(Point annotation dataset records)
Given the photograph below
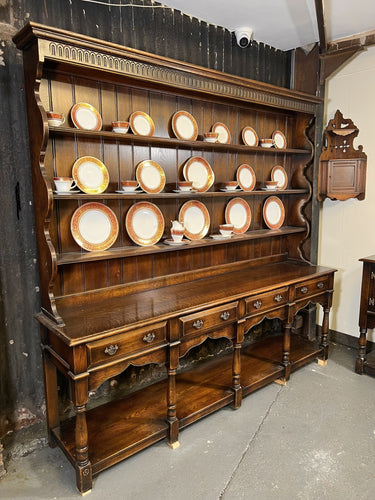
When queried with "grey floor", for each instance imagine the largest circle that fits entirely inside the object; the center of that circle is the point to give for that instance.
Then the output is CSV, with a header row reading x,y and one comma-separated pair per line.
x,y
311,439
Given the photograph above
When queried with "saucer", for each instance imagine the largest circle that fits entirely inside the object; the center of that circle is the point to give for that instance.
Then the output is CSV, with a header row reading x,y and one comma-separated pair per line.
x,y
72,191
220,237
171,242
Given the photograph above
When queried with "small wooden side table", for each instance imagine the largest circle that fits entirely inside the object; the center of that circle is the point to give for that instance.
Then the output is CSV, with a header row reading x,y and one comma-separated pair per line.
x,y
365,362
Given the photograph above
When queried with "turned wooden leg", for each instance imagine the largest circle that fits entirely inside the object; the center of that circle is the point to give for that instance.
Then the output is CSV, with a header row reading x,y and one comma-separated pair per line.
x,y
361,358
236,381
286,350
171,413
50,387
324,338
79,390
83,465
172,396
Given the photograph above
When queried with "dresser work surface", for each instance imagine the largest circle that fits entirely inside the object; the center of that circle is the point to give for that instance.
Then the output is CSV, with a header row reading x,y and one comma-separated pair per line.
x,y
126,295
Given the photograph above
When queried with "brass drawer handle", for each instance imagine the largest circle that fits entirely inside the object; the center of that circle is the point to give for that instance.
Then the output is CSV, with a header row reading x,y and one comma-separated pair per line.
x,y
198,324
111,349
149,337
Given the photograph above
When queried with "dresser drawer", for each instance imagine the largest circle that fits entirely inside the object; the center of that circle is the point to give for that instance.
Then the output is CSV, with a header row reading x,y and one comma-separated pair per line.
x,y
122,344
311,287
211,318
268,300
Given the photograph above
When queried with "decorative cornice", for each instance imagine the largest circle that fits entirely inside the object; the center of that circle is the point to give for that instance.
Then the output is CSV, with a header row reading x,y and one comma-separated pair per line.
x,y
171,76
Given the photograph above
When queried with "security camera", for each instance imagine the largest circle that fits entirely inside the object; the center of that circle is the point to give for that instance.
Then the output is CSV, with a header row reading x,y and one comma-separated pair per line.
x,y
243,36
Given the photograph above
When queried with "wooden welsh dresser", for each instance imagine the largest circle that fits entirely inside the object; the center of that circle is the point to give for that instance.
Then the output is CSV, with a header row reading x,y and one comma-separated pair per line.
x,y
104,310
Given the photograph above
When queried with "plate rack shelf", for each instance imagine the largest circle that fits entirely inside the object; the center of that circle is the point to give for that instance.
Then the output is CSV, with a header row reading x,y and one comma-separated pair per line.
x,y
132,305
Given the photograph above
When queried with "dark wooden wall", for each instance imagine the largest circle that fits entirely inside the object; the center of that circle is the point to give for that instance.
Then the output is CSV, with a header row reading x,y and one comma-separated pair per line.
x,y
145,26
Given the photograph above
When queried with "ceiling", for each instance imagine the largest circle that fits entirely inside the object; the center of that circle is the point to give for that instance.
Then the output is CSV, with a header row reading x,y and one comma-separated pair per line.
x,y
284,24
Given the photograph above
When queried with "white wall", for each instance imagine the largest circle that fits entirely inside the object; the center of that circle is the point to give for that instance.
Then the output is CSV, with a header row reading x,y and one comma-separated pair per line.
x,y
347,228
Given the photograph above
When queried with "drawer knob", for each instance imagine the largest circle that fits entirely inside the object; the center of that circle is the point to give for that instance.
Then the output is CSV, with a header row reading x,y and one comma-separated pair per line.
x,y
198,324
111,349
149,337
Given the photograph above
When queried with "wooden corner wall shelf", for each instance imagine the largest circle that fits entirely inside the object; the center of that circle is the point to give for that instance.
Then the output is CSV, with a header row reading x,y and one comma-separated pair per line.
x,y
130,305
342,168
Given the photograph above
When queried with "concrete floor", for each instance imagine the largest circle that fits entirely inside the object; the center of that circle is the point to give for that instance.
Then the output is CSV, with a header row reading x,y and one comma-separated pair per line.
x,y
312,439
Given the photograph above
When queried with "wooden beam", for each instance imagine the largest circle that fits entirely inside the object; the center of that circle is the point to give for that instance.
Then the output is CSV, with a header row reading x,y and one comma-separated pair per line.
x,y
360,39
319,8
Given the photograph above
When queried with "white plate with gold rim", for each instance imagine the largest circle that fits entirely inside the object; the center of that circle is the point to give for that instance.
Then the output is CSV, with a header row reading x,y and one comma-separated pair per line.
x,y
150,176
249,136
94,226
184,126
144,223
86,117
196,219
279,174
90,174
238,213
141,124
246,177
273,212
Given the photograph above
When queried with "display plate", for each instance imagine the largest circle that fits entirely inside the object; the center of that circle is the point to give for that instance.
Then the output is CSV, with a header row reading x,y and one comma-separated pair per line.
x,y
279,174
151,176
198,171
141,124
238,213
184,126
196,219
279,139
246,177
249,136
90,174
273,212
223,131
94,226
86,117
144,223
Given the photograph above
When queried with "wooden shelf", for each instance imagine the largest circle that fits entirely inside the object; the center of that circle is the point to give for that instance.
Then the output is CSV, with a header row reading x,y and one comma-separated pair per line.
x,y
167,142
121,428
131,251
147,196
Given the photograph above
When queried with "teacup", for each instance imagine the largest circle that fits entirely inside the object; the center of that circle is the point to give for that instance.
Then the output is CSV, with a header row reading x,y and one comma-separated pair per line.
x,y
120,127
230,185
55,119
266,143
226,229
64,184
177,234
271,184
185,186
129,185
211,136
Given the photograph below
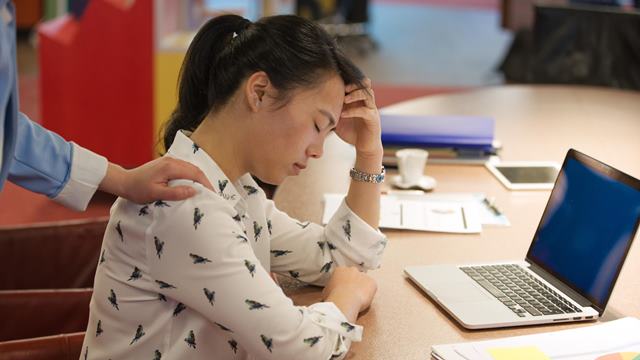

**Your goal:**
Pick out every line of the material above that contains the string "floor", copying each one. Case counts.

**The output:**
When queried with "grey floor", for each instance imagine the largest circle that fits entirely inside the object; the center of that circle is the point to give for that instance.
When queried with "concrete floor", for each instance imagine the largest circle that fits entirely inside the object; the center of that circle is the point to give for that instance.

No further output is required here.